───── TEKS

Oleh: Afifah (Muslimah Brebes)
Linimasanews.id—Publik kembali dihebohkan dengan temuan Minyakita oplosan dan kemasan yang tidak sesuai takaran. Dikutip dari Antaranews.com (9/3/2025), terungkap kasus minyak goreng bermerek Minyakita yang dijual tidak sesuai takaran pada label. Ketua Satgas Pangan Polri, Brigjen Pol. Helfi Assegaf, menyatakan penyelidikan dilakukan setelah menemukan ketidaksesuaian produk saat inspeksi di Pasar Lenteng Agung, Jakarta Selatan.
Minyakita merupakan subsidi pemerintah untuk menyediakan minyak goreng terjangkau bagi masyarakat, terutama kalangan menengah ke bawah. Namun, kecurangan di pasar merugikan masyarakat. Kasus ini menunjukkan kegagalan negara mengatasi kecurangan korporat yang berorientasi keuntungan. Aparat sering hanya menutup perusahaan terkait tanpa menindak tegas, sehingga kasus serupa terus berulang. Negara terlihat lemah menghadapi korporat yang menguasai produksi kebutuhan pokok rakyat.
Dalam paradigma kapitalis, negara cenderung abai terhadap kepentingan rakyat dan baru bertindak setelah terjadi kerugian. Padahal, seharusnya negara berperan sebagai raa’in (pengurus) dan junnah (pelindung) bagi rakyat. Namun, sistem kapitalisme menyebabkan distribusi kebutuhan pangan dikuasai korporasi, bukan negara. Negara hanya menjadi regulator dan fasilitator, tanpa sanksi tegas bagi korporat yang curang.

──────────
───── CATATAN YANG DIBERIKAN

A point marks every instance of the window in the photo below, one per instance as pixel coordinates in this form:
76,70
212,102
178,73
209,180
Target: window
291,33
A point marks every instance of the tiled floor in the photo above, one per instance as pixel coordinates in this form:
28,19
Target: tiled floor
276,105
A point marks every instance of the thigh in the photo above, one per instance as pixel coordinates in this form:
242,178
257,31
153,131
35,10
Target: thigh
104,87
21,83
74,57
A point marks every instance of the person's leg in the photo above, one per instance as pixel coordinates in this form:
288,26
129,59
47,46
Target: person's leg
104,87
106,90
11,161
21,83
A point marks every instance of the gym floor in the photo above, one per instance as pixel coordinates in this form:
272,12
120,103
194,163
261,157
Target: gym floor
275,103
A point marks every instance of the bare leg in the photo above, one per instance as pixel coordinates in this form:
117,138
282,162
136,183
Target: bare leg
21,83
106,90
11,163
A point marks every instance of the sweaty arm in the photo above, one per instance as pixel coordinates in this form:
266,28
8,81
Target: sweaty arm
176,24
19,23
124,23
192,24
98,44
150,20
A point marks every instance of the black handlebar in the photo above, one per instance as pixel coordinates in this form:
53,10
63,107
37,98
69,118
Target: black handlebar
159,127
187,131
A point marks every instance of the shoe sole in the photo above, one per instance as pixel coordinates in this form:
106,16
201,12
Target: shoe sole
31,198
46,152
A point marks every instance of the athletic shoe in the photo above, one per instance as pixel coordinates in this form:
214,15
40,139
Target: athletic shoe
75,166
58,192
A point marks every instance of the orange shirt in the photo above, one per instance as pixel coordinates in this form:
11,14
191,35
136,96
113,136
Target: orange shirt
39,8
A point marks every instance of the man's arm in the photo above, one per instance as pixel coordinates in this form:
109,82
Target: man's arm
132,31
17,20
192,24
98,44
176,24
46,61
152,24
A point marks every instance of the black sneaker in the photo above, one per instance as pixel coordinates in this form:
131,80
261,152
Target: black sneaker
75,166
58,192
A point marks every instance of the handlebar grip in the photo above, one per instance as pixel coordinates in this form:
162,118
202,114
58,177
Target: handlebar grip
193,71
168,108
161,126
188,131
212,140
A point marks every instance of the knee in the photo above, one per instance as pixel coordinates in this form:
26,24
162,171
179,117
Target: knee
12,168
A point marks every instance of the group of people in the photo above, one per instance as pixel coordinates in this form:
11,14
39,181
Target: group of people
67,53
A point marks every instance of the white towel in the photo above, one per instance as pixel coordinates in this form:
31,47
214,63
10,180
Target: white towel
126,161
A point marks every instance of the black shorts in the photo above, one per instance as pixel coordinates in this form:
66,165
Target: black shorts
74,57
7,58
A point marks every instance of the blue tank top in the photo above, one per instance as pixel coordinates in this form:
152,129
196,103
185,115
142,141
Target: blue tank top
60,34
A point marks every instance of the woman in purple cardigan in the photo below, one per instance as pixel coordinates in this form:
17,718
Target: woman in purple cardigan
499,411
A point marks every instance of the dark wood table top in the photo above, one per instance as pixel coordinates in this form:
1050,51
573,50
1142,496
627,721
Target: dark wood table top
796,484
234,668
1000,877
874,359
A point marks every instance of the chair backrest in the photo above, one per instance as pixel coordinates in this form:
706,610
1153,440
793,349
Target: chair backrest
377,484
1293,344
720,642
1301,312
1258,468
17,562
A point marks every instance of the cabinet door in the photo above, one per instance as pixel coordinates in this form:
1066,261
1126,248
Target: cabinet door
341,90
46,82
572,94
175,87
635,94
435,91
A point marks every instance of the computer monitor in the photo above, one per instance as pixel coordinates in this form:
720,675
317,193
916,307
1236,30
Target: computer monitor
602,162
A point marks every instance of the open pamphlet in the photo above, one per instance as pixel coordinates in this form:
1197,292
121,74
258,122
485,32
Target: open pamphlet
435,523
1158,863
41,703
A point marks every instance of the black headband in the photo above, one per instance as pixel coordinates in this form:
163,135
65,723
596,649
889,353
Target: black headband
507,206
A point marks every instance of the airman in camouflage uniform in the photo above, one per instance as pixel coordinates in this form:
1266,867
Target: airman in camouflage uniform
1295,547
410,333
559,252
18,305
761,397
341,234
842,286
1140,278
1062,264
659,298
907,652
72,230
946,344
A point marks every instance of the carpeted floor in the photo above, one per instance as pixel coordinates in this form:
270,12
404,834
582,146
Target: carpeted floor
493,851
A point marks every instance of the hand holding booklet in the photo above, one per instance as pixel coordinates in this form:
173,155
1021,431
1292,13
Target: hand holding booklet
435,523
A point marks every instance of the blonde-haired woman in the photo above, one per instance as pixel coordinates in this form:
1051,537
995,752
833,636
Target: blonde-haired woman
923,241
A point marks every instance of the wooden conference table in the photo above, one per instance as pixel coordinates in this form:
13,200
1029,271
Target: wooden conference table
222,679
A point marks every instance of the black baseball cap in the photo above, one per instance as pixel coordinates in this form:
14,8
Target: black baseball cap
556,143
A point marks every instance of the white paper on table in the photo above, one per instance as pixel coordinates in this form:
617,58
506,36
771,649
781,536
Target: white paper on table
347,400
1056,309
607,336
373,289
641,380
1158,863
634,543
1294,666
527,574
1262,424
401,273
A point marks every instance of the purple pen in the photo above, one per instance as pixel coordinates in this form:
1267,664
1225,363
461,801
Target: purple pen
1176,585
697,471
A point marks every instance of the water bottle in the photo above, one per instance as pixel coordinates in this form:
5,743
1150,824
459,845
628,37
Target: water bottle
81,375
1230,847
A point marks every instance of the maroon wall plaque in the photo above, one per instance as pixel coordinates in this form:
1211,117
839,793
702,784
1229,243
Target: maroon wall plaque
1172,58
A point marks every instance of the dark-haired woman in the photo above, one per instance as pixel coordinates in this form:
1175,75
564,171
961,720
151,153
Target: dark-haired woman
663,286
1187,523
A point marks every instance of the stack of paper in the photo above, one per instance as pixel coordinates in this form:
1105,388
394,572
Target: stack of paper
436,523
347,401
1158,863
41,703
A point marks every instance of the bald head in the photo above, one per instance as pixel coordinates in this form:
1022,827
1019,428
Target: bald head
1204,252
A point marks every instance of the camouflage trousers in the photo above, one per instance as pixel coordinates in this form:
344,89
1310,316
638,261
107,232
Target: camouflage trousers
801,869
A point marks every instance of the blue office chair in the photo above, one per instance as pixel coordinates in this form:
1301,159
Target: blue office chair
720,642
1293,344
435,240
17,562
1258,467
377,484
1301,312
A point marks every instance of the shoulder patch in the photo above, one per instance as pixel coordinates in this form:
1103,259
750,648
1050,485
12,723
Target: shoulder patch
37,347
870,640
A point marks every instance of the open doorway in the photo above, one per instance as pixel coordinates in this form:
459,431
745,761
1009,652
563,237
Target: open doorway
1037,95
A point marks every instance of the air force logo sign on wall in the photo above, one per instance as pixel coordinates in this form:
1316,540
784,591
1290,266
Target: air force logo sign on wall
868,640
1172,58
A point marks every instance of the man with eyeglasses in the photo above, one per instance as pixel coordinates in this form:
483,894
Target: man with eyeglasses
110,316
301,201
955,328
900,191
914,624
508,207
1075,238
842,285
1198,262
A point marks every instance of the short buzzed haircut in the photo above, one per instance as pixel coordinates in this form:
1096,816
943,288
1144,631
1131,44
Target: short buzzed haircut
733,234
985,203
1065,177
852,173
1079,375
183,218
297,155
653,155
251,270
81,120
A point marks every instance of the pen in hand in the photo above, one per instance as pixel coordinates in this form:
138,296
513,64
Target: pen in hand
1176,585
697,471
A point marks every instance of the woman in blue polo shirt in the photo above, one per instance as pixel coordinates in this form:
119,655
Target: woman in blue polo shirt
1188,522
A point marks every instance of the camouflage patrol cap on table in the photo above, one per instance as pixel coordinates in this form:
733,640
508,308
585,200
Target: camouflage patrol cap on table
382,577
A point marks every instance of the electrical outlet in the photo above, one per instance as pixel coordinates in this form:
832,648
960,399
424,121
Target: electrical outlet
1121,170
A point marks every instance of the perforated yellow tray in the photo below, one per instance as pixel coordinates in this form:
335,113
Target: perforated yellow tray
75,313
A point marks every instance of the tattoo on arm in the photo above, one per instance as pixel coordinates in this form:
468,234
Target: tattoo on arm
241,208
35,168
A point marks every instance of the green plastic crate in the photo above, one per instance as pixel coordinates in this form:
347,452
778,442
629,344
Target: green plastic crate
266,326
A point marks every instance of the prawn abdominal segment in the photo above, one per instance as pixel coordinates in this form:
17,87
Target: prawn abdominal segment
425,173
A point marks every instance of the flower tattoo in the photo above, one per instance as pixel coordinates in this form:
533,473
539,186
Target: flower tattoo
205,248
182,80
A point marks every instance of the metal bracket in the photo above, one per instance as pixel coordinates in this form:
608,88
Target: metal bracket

──────────

• TUGAS SINGKAT 1
Tuliskan kembali sebagian teks tentang Minyakita tanpa perubahan, mulai dari kata-kata yang memuat "Linimasanews.id—Publik kembali dihebohkan" dan berhenti setelah "Agung, Jakarta Selatan.".
• TUGAS SINGKAT 2
Kenali setiap baris catatan yang mengandung kata "booklet", lalu salin baris-baris tersebut.

• KELUARAN LENGKAP 1
Linimasanews.id—Publik kembali dihebohkan dengan temuan Minyakita oplosan dan kemasan yang tidak sesuai takaran. Dikutip dari Antaranews.com (9/3/2025), terungkap kasus minyak goreng bermerek Minyakita yang dijual tidak sesuai takaran pada label. Ketua Satgas Pangan Polri, Brigjen Pol. Helfi Assegaf, menyatakan penyelidikan dilakukan setelah menemukan ketidaksesuaian produk saat inspeksi di Pasar Lenteng Agung, Jakarta Selatan.

• KELUARAN LENGKAP 2
A point marks every instance of the hand holding booklet in the photo above, one per instance as pixel coordinates in this form:
Target: hand holding booklet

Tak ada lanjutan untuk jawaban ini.